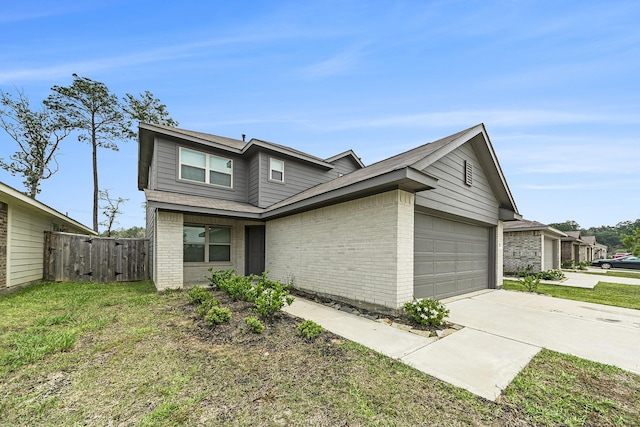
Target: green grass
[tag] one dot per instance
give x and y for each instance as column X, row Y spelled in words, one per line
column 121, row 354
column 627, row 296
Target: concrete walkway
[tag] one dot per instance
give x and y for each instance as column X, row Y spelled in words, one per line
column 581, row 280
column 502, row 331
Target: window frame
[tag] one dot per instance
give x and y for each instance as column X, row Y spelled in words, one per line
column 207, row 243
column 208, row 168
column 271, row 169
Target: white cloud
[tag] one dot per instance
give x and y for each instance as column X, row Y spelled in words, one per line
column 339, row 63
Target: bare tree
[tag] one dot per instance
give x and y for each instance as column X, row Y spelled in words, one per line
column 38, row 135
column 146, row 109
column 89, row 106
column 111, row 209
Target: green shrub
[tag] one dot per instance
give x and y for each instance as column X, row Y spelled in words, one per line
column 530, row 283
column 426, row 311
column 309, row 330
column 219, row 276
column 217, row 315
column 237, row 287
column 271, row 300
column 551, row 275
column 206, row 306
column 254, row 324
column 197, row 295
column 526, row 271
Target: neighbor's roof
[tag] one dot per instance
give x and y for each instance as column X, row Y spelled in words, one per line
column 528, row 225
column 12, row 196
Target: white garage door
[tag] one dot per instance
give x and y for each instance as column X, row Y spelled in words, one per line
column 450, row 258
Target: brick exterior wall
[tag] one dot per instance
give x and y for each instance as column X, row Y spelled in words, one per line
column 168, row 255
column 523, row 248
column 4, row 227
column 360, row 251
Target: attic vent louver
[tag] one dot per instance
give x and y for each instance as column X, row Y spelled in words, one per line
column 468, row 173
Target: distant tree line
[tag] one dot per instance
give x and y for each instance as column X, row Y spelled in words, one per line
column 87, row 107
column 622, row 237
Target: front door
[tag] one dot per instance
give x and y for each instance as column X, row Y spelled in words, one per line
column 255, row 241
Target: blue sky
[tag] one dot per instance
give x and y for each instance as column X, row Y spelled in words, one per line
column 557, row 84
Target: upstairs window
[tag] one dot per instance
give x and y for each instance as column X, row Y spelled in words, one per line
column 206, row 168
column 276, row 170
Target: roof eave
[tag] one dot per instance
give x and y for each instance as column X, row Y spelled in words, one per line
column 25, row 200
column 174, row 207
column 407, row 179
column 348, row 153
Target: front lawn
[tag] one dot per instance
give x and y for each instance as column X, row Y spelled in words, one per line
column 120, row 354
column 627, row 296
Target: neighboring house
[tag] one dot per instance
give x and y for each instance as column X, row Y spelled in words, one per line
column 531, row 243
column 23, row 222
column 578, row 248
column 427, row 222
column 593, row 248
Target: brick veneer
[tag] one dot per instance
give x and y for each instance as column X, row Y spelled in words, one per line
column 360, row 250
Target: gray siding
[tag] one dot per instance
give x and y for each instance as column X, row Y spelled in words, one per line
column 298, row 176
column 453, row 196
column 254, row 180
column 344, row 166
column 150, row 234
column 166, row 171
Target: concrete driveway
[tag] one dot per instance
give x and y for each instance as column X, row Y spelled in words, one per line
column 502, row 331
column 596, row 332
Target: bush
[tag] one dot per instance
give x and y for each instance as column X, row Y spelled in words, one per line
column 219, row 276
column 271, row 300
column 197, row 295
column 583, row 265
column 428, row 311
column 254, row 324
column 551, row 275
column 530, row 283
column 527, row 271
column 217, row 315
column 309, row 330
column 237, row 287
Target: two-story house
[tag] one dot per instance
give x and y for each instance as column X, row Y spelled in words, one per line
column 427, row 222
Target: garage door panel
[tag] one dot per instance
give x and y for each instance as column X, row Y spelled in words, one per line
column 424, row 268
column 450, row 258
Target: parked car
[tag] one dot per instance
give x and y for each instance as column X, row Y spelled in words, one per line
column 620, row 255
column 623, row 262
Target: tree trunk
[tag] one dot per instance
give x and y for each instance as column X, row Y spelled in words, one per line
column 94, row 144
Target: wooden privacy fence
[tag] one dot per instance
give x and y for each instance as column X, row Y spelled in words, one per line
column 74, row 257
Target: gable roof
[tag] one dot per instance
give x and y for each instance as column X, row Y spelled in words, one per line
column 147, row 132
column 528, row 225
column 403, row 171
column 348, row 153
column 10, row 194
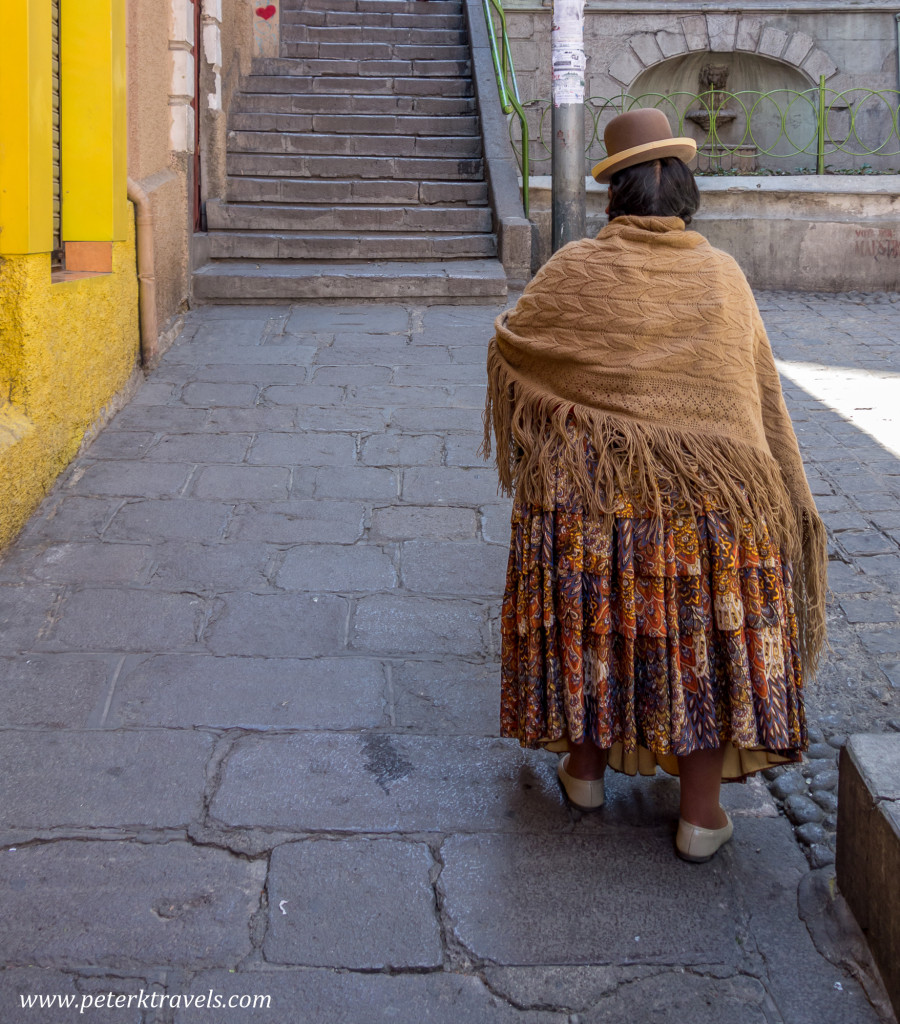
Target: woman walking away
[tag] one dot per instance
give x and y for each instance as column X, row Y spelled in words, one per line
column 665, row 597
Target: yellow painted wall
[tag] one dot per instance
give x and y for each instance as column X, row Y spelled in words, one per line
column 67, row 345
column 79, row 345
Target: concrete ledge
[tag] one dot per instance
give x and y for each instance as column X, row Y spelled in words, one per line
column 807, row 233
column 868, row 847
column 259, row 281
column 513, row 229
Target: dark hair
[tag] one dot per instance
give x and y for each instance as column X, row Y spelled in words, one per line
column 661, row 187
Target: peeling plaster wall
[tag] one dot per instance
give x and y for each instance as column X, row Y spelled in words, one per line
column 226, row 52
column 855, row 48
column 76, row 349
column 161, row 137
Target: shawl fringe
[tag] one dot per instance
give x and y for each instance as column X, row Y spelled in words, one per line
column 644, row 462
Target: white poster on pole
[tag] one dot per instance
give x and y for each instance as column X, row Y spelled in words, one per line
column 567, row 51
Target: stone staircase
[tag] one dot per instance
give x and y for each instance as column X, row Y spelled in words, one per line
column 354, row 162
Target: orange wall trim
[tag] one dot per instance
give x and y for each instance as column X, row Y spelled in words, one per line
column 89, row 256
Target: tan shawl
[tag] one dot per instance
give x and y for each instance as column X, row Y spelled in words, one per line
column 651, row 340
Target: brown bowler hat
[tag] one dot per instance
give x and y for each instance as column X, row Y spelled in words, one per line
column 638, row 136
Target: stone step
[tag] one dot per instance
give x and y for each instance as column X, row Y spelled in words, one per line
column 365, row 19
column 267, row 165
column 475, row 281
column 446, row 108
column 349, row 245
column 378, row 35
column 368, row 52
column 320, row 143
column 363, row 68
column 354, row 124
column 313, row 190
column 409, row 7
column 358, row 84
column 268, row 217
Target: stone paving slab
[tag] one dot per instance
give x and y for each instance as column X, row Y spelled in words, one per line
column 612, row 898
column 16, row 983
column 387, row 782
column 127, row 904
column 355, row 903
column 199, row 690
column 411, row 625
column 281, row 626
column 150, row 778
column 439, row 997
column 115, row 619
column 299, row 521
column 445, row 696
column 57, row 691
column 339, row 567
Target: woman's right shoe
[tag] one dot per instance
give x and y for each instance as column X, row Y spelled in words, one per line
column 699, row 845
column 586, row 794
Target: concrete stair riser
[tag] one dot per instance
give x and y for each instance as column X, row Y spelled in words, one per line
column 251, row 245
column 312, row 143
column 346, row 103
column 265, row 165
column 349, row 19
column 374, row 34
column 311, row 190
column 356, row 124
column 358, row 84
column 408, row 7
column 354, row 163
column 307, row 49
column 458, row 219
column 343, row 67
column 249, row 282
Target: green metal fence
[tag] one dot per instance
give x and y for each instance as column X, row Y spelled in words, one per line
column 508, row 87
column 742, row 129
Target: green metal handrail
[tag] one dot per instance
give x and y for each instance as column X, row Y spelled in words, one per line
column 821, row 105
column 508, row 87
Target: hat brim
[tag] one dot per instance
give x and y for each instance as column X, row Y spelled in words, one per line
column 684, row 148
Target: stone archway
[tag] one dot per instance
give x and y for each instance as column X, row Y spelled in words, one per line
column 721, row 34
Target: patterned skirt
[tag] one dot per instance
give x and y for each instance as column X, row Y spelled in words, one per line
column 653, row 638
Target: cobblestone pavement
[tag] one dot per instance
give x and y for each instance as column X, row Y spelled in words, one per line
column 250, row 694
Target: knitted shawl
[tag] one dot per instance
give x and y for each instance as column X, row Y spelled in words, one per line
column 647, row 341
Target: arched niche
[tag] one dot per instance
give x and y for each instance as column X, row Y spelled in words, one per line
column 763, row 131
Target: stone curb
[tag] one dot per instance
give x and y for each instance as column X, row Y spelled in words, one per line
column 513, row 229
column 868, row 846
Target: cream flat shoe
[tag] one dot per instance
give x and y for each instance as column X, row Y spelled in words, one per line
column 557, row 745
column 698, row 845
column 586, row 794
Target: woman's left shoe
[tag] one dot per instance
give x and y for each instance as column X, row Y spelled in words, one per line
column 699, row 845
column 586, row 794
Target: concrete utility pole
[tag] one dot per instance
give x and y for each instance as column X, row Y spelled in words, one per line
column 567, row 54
++++
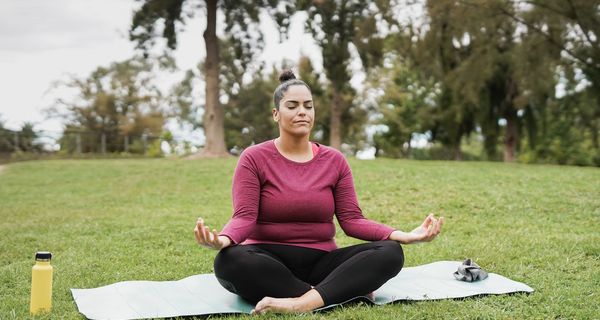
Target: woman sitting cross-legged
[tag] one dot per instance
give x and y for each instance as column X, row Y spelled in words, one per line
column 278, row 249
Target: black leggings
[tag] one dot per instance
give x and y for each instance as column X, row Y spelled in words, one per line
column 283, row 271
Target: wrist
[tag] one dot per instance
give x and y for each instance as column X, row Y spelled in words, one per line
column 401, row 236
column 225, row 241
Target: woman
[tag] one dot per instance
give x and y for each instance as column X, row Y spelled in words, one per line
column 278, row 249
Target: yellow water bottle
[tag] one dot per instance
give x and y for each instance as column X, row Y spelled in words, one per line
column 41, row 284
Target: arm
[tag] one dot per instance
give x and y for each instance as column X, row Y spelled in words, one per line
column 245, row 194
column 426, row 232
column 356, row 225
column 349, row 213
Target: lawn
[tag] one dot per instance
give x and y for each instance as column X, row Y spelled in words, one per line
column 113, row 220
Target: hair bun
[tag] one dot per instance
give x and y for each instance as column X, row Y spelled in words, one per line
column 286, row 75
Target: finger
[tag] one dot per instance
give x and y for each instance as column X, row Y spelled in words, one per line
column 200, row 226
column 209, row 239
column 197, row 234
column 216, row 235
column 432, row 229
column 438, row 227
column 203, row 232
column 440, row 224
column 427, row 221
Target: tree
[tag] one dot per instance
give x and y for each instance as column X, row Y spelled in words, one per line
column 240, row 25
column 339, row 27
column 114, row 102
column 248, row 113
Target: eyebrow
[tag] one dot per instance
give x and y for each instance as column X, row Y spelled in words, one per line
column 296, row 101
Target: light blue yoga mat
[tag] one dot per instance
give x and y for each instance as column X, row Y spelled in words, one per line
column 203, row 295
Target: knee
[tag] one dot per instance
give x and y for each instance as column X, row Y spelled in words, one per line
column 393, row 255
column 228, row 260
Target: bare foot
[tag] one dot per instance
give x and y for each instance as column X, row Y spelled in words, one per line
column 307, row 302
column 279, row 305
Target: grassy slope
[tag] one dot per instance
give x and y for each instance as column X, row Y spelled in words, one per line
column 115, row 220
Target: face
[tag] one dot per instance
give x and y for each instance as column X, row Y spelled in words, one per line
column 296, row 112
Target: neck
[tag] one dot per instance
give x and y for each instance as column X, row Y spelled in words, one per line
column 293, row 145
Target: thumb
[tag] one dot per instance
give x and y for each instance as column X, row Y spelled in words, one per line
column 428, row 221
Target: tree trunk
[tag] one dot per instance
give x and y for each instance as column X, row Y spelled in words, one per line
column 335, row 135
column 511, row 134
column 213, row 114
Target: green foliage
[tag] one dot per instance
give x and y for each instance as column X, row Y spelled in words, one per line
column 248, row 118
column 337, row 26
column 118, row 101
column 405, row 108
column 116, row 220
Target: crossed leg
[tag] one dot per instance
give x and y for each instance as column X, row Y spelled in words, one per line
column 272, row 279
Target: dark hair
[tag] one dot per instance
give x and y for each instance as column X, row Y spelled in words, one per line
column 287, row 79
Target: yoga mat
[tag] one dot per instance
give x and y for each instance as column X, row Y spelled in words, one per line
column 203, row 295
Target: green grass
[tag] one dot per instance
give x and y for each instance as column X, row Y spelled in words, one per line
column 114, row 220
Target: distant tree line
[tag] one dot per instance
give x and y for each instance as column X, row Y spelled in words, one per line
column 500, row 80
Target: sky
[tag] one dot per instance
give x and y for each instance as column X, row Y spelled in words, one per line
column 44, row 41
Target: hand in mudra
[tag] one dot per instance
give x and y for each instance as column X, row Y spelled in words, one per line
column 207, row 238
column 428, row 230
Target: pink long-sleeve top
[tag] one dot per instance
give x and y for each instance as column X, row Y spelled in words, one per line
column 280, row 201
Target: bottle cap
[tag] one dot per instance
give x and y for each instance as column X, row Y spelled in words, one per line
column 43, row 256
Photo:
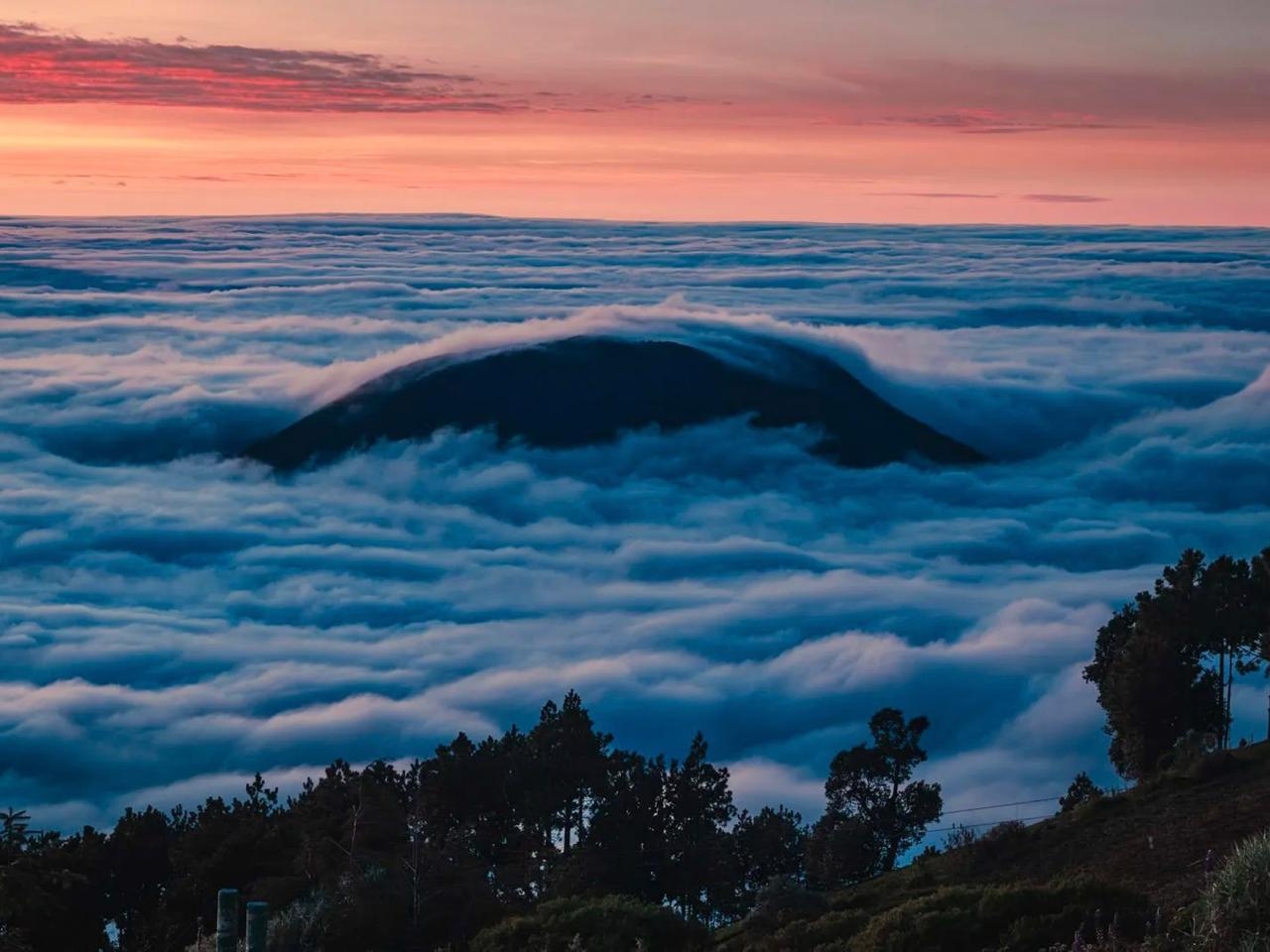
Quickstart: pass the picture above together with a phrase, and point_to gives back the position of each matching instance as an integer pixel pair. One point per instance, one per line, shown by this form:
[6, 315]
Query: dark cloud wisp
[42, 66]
++++
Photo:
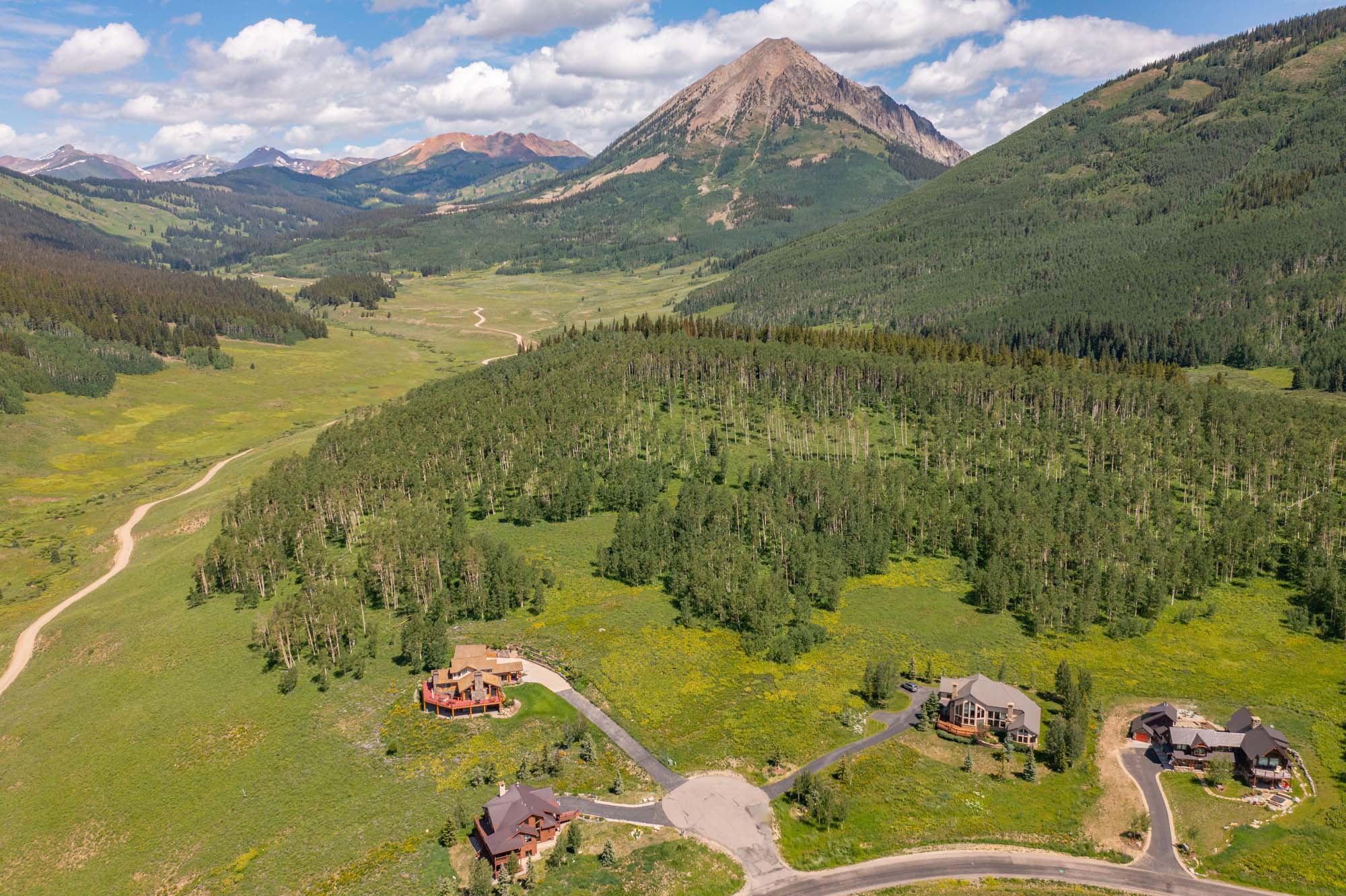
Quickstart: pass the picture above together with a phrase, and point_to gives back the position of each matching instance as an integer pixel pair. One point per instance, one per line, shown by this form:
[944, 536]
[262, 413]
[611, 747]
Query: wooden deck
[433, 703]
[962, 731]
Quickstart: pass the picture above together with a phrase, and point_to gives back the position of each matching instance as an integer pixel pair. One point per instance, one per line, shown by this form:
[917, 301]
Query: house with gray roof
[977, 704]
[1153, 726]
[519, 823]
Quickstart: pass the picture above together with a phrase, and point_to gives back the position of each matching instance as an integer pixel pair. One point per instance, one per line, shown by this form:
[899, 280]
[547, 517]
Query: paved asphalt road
++++
- **ASSIGNMENT**
After reading each line of the data, give only the number of lines that include the word "concrete".

- **ANSWER SPACE**
5